■ **Exercise passage**:
------------------------------------------------
Raspberry-Lemonade Cake
Need a dairy free dessert? Raspberry-Lemonade Cake could be an excellent recipe to try. This recipe makes 12 servings with 463 calories, 4g of protein, and 15g of fat each. This recipe covers 6% of your daily requirements of vitamins and minerals. If you have egg whites, betty cake mix, lemonade concentrate, and a few other ingredients on hand, you can make it. From preparation to the plate, this recipe takes roughly 2 hours.
Instructions
Heat oven to 350F (325F for dark or nonstick pan). Spray bottom only of 13x9-inch pan with baking spray with flour. In small bowl, mix hot water and gelatin until gelatin is completely dissolved; cool slightly.
In large bowl, beat cake mix, 1/4 cup of the gelatin mixture, 1/4 cup of the lemonade concentrate, the water, oil and egg whites with electric mixer on low speed 30 seconds, then on medium speed 2 minutes.
Pour into pan. Reserve remaining gelatin mixture and lemonade concentrate.
Bake 25 to 31 minutes or until toothpick inserted in center comes out clean. Poke warm cake every inch with fork tines.
------------------------------------------------
[Image-grounded pointing data]
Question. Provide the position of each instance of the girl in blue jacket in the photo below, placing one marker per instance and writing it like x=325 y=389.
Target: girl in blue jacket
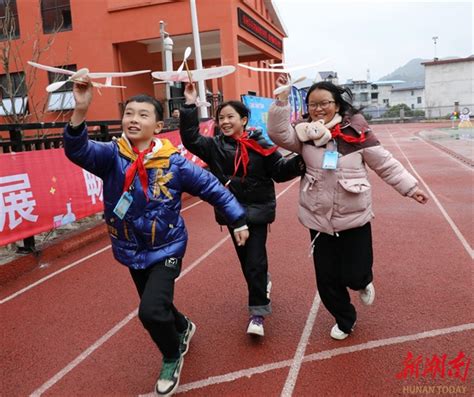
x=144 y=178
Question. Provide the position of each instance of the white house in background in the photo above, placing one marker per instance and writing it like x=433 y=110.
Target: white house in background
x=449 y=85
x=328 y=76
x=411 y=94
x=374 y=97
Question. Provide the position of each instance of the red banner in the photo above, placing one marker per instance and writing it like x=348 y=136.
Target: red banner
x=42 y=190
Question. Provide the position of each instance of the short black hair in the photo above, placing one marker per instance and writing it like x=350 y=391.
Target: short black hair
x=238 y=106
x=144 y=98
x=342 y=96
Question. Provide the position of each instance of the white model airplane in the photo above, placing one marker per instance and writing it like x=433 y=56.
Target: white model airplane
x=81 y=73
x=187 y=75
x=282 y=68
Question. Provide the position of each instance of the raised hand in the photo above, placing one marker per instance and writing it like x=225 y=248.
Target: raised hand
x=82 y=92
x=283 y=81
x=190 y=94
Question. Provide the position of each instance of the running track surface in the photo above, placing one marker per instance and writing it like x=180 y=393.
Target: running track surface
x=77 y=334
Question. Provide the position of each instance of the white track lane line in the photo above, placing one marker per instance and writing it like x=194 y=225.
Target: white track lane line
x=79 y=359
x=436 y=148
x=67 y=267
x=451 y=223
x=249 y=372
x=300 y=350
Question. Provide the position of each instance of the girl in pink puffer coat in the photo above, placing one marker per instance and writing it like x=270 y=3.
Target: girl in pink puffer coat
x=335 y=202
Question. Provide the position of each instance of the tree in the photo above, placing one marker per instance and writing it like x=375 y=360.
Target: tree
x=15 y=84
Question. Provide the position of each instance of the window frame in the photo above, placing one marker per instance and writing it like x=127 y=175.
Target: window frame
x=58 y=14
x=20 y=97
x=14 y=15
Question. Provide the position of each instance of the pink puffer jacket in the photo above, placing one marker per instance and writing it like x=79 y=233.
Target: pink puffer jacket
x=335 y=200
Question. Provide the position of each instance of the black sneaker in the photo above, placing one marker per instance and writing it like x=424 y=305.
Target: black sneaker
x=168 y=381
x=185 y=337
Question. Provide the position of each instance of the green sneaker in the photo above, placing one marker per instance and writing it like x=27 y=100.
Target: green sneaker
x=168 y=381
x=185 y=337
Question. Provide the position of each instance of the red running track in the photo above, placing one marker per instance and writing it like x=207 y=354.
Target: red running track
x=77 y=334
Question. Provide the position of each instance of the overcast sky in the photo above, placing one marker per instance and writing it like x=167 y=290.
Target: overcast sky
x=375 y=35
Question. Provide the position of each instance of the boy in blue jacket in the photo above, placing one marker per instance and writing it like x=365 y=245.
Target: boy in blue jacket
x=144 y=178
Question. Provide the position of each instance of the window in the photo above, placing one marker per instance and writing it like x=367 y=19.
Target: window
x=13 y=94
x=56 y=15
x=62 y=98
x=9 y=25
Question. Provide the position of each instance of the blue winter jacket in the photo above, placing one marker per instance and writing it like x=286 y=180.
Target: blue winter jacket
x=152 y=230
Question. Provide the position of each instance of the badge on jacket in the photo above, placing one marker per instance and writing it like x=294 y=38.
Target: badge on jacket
------------------------------------------------
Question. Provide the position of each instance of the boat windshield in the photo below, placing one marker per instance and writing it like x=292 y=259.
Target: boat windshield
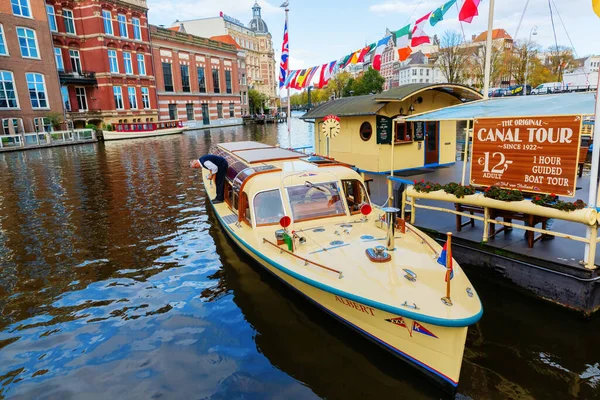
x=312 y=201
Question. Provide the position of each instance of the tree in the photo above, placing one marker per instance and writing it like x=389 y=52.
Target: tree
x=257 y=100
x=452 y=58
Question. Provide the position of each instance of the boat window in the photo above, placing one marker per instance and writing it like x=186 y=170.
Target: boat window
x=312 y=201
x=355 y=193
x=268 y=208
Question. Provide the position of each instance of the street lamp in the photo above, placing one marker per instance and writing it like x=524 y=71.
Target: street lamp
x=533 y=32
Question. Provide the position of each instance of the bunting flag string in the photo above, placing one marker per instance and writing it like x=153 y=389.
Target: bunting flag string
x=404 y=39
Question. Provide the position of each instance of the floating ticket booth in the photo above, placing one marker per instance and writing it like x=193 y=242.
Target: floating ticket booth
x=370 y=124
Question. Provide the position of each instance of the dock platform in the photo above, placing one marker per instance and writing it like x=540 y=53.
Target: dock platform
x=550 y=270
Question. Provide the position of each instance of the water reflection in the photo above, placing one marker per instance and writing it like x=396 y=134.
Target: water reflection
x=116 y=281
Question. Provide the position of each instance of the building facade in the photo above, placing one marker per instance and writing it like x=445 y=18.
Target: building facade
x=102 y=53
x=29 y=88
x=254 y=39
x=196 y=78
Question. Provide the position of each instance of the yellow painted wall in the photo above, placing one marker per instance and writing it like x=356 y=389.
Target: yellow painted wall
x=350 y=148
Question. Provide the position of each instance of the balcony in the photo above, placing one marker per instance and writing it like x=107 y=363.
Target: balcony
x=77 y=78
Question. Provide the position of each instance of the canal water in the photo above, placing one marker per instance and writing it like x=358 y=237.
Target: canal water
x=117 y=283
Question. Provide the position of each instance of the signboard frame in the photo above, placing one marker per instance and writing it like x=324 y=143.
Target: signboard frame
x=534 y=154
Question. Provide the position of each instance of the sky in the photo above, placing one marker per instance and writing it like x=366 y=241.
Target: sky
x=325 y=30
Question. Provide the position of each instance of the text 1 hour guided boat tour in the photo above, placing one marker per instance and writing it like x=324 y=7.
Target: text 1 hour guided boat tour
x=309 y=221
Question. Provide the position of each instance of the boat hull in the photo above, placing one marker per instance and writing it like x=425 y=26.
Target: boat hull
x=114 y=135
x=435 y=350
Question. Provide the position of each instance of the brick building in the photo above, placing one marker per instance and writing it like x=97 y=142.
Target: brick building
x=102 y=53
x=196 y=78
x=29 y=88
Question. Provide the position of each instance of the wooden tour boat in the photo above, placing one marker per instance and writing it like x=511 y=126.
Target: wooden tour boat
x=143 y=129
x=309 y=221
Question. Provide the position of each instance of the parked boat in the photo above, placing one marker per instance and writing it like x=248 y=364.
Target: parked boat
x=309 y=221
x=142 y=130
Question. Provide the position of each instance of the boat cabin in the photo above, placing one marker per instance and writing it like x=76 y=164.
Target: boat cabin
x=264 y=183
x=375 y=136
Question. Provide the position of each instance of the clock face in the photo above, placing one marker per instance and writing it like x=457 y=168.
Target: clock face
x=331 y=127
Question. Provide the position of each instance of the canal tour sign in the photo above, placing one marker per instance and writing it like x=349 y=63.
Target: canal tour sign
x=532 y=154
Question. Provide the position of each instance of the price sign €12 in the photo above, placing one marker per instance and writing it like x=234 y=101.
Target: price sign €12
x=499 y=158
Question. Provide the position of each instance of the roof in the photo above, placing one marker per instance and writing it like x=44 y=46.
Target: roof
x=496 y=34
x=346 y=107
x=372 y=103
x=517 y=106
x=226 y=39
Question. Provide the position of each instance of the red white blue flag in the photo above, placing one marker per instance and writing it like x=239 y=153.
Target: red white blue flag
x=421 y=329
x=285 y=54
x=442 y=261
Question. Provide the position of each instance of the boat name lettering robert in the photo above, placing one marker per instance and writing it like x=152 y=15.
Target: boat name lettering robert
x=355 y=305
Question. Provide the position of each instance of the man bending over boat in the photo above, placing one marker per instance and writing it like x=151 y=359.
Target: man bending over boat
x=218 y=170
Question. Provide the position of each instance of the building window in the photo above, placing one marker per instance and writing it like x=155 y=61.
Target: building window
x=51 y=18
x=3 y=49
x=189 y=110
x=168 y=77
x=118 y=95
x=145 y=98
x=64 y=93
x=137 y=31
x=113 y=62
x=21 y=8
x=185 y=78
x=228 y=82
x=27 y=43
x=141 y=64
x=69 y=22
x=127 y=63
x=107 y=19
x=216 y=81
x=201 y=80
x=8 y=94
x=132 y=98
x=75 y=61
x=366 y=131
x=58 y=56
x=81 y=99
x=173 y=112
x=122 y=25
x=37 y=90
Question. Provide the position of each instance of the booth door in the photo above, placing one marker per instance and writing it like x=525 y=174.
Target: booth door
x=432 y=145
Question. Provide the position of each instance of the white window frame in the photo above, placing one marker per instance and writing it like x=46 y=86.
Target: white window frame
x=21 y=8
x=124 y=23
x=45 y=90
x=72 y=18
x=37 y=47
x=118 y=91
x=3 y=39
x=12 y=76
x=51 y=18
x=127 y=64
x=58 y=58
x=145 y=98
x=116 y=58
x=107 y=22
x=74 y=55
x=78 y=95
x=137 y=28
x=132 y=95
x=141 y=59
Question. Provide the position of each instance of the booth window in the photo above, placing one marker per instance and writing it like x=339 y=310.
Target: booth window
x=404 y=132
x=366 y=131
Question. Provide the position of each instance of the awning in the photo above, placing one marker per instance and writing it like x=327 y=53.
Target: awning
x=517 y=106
------------------------------------------------
■ **Task list**:
#1 Rewrite the raspberry-lemonade cake recipe from "In large bowl, beat" up to and including "and lemonade concentrate.", replacing "lemonade concentrate" with "limeade concentrate".
#2 Write the next part of the raspberry-lemonade cake recipe, picking up right after its last step.

■ **Task-by-task results**:
#1
In large bowl, beat cake mix, 1/4 cup of the gelatin mixture, 1/4 cup of the limeade concentrate, the water, oil and egg whites with electric mixer on low speed 30 seconds, then on medium speed 2 minutes.
Pour into pan. Reserve remaining gelatin mixture and limeade concentrate.

#2
Remove 1 tablespoon of the reserved gelatin mixture to microwavable custard cup or small bowl. In another small bowl, mix remaining gelatin mixture and remaining 1/4 cup lemonade concentrate; pour slowly over cake. Cool completely, about 1 hour.
In medium bowl, fold together frosting and whipped topping; frost cake. Microwave 1 tablespoon gelatin mixture uncovered on High 10 seconds to liquefy. Using 1/4 teaspoon measuring spoon, place small drops of gelatin mixture over frosting; with spoon or toothpick, swirl gelatin into frosting.
Garnish each piece with raspberries and lemon peel strips. Store covered in refrigerator.